> [Stated task A]: In the financial notes below, condense the paragraph beginning "The carrying amount of the zero cost collars" into a short bulleted list that keeps its main facts.

Start Selected passage

For the year end 31 December 2023, a loss of $0.2m was realised (2022: loss of
$22.5m). The outstanding unrealised gain on open position as at 31 December
2023 amounts to $0.1m (2022: loss of $0.7m).
The carrying amount of the zero cost collars is based on the fair value
determined by a financial institution. As all material inputs are observable,
they are categorised within Level 2 in the fair value hierarchy. It is
presented in "Trade and other receivables" or "Trade and other payables" in
the consolidated statement of financial position. The receivable position as
of December 2023 was $0.1m (2022: liability position $1.1m).
12. Distribution to Shareholders
Amounts recognised as distributions to equity holders in the year: 2023 2022
$ million $ million
Final dividend for the year ended 31 December 2022 of 1.00 pence per share, 5.6 -
paid in the year
Interim dividend for the year ended 31 December of 2023 of 0.33 pence per 1.7 -
share, declared in year
7.3 -
Proposed final dividend for the year ended 31 December 2023 of 0.77 pence per 4.2 -
share
The proposed final dividend for the year ended 31 December 2023 of 0.77 pence
per share takes the 2023 full-year dividend to 1.10 pence per share, in excess
of the minimum 10% of Operating Cash Flow (OCF) per the Company's dividend
policy.

End Selected passage

> [Stated task B]: Identify every line of the records below that contains the word "back", treating case as significant.

Start Entries supplied

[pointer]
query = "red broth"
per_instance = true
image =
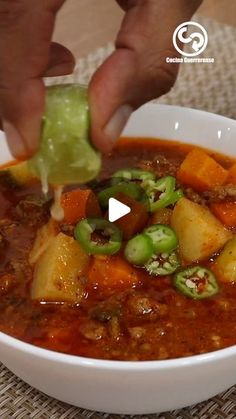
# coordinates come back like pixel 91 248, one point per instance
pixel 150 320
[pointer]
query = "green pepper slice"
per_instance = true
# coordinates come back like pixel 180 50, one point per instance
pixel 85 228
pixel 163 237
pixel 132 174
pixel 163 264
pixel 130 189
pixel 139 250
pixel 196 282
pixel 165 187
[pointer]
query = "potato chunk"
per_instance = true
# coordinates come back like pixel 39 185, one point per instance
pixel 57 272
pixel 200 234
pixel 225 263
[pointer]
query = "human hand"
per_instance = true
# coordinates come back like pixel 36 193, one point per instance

End Entries supplied
Start Entries supplied

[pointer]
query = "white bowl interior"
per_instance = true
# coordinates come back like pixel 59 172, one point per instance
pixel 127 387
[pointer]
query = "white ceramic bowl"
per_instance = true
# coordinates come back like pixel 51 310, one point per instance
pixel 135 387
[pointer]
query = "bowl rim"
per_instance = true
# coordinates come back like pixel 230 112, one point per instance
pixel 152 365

End Entries supplied

> [Written response A]:
- The carrying amount of the zero cost collars is based on fair value determined by a financial institution.
- All material inputs are observable, so the collars are categorized within Level 2 of the fair value hierarchy.
- They are presented in "Trade and other receivables" or "Trade and other payables" in the consolidated statement of financial position.
- As of December 2023 the position was a $0.1m receivable (2022: a $1.1m liability).

> [Written response B]:
# coordinates come back like pixel 91 248, one point per instance
# coordinates come back like pixel 180 50, one point per instance
# coordinates come back like pixel 39 185, one point per instance
# coordinates come back like pixel 36 193, one point per instance
# coordinates come back like pixel 59 172, one point per instance
# coordinates come back like pixel 51 310, one point per instance
# coordinates come back like pixel 230 112, one point per instance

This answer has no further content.